— START Passage given —

This transcript was generated automatically and may contain errors.

Thanks for coming to my talk, really excited to kind of peel back the curtains a little bit on Quarto and show it off to the world for some of the first times. My name is Tom Mock and if you want to follow along with these slides you can do so at rstd.io slash quarto dash curious.

So really for the longest time and why I'm so excited about talking about it now is that for the longest time we weren't talking about Quarto, we were kind of working on it behind the scenes, getting things ready for that first stable release. In April of this year we actually did our first kind of beta release or some of the like initial soft release.

Allison Hill wrote up this great talk or great blog post called We Don't Talk About Quarto Until Now. Allison was one of the folks who used to work with the development team before she moved over to Voltron Data and it just really kind of opened the floodgates to people hearing about Quarto, started talking a little bit on Twitter or generally just generating some hubbub.

For the most part people were really excited, you know, they're just like, oh, I hear about Quarto, let me try it out, I really like it. So Kelly said, you know, she stayed up all night switching over her R Markdown materials over to Quarto. And her kind of takeaway was it's pretty rad, my dudes, I like it. So she's enjoying it.

— END Passage given —

## Directive A
Translate this sentence from the talk transcript into German: "Allison Hill wrote up this great talk or great blog post called We Don't Talk About Quarto Until Now."

— START Data for the task —

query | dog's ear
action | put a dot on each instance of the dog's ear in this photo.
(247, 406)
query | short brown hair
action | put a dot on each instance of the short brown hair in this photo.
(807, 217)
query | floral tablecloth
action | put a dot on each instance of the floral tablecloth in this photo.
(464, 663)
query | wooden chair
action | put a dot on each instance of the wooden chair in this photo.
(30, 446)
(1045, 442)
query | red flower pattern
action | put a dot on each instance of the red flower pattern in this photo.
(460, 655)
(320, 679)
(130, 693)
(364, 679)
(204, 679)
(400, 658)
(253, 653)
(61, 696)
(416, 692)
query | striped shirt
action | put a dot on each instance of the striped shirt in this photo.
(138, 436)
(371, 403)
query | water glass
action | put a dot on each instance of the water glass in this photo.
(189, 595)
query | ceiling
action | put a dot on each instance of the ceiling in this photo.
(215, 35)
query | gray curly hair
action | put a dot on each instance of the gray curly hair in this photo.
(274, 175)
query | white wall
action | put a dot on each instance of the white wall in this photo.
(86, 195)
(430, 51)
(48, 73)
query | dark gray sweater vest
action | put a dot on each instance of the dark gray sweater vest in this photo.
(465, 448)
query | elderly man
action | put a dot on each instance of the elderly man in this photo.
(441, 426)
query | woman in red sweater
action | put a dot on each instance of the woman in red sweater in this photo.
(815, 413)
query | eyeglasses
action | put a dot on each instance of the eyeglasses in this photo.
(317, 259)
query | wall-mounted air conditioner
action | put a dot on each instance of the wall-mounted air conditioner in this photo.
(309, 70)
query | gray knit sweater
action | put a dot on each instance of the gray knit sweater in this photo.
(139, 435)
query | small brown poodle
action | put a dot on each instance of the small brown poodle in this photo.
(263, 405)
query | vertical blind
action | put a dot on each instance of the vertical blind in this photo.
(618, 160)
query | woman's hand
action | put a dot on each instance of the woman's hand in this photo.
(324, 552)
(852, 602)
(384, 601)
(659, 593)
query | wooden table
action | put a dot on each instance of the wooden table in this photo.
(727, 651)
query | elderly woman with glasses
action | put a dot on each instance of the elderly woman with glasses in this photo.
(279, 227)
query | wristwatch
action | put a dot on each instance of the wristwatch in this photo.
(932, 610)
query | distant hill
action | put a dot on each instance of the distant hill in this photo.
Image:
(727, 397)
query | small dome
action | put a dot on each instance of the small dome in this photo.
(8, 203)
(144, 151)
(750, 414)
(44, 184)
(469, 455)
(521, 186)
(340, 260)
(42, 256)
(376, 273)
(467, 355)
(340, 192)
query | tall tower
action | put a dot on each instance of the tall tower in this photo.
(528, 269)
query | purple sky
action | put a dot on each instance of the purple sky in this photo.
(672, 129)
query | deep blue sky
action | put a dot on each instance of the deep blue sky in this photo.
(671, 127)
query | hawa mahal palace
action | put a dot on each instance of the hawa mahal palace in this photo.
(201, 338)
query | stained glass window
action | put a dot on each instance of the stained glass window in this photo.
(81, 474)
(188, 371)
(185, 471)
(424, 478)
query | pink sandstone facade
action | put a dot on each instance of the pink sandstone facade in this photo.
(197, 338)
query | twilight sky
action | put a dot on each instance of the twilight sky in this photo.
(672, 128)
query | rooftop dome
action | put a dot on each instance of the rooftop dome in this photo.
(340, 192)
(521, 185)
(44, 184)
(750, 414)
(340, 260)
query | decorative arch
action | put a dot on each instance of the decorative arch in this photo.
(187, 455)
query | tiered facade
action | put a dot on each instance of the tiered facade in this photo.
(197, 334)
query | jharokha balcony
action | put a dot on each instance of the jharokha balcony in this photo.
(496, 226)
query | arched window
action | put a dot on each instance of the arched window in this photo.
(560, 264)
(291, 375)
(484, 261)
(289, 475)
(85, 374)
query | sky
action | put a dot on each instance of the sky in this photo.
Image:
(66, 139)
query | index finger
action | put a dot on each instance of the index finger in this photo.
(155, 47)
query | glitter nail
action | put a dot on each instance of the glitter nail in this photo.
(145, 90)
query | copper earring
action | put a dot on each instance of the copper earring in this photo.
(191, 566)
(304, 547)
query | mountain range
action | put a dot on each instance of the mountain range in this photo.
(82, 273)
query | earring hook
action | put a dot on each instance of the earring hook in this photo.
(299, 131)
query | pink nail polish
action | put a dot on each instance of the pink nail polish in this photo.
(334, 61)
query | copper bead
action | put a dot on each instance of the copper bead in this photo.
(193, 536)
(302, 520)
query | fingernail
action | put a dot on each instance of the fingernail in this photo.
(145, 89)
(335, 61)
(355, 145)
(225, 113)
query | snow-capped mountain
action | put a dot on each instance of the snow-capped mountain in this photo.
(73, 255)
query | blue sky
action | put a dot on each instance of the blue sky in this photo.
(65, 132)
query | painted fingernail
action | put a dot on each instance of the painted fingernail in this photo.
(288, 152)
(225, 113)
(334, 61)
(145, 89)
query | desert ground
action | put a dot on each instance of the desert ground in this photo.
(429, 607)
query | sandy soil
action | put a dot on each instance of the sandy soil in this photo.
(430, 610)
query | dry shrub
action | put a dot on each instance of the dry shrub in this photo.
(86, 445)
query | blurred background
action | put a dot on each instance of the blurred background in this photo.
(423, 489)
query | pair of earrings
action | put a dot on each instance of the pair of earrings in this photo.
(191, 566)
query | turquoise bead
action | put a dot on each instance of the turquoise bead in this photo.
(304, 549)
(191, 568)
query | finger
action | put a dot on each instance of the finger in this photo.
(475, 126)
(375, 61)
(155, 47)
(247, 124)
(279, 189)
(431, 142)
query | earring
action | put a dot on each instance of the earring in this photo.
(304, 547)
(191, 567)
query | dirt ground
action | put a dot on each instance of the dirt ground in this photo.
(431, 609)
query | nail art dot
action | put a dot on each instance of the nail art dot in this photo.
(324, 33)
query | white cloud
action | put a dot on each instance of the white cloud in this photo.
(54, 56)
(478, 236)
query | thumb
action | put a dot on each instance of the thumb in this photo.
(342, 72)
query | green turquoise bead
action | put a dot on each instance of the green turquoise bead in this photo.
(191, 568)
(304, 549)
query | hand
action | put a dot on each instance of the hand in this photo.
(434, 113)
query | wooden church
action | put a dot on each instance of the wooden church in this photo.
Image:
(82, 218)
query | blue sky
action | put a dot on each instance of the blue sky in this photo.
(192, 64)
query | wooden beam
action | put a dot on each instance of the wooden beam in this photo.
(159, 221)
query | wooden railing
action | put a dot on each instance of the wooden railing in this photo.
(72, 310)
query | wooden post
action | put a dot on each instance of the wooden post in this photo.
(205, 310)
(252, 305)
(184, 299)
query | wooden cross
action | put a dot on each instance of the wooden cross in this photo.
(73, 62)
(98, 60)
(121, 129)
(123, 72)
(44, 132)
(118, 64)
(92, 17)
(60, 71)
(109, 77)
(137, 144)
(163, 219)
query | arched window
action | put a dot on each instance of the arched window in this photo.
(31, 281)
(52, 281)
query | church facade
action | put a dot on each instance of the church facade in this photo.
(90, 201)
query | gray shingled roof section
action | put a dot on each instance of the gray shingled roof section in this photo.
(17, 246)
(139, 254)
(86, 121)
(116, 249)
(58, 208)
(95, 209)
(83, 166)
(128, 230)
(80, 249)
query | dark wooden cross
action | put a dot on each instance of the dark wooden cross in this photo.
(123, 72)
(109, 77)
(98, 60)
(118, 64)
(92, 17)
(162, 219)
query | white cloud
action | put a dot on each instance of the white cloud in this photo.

— END Data for the task —

## Directive B
Return each line of the listing that contains the word "soil".

## Problem solution A
Allison Hill hat diesen großartigen Vortrag oder großartigen Blogbeitrag mit dem Titel „We Don't Talk About Quarto Until Now“ geschrieben.

## Problem solution B
query | sandy soil
action | put a dot on each instance of the sandy soil in this photo.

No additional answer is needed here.